(Stored data entries)

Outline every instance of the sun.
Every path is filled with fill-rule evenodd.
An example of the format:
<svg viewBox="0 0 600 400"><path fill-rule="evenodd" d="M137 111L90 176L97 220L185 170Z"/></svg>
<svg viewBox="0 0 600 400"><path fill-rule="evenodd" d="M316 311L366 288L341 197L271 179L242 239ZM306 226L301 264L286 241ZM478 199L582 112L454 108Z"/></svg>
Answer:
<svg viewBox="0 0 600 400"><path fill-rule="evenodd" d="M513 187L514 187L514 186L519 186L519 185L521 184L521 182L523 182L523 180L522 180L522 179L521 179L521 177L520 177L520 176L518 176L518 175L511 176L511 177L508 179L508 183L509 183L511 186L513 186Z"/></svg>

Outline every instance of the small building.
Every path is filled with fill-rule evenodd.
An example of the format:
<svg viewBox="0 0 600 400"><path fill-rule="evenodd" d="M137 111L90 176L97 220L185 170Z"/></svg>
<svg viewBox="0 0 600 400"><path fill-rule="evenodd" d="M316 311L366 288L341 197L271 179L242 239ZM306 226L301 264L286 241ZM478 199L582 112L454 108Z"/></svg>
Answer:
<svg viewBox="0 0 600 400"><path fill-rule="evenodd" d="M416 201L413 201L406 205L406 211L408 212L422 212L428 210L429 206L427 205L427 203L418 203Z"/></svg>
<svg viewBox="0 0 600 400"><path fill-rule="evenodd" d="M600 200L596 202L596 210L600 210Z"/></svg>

• _ACTION ITEM_: Set down all of the data above, word for word.

• _WRITTEN SOLUTION_:
Outline every instance of the sun.
Every path is filled with fill-rule evenodd.
An example of the format:
<svg viewBox="0 0 600 400"><path fill-rule="evenodd" d="M137 111L90 176L97 220L185 170Z"/></svg>
<svg viewBox="0 0 600 400"><path fill-rule="evenodd" d="M316 311L366 288L341 197L271 179L242 239ZM306 226L301 264L286 241ZM478 199L582 112L454 108Z"/></svg>
Answer:
<svg viewBox="0 0 600 400"><path fill-rule="evenodd" d="M513 187L514 187L514 186L519 186L519 185L521 184L521 182L523 182L523 180L522 180L522 179L521 179L521 177L520 177L520 176L518 176L518 175L511 176L511 177L508 179L508 183L509 183L511 186L513 186Z"/></svg>

Outline every instance of the small building.
Every path is filled with fill-rule evenodd.
An example of the format:
<svg viewBox="0 0 600 400"><path fill-rule="evenodd" d="M137 111L90 176L97 220L185 170Z"/></svg>
<svg viewBox="0 0 600 400"><path fill-rule="evenodd" d="M316 311L366 288L341 197L271 179L242 239ZM306 226L301 264L286 241ZM478 199L582 112L454 108Z"/></svg>
Answer:
<svg viewBox="0 0 600 400"><path fill-rule="evenodd" d="M416 201L413 201L406 205L406 211L408 212L422 212L428 210L429 206L427 205L427 203L418 203Z"/></svg>
<svg viewBox="0 0 600 400"><path fill-rule="evenodd" d="M600 200L596 202L596 210L600 210Z"/></svg>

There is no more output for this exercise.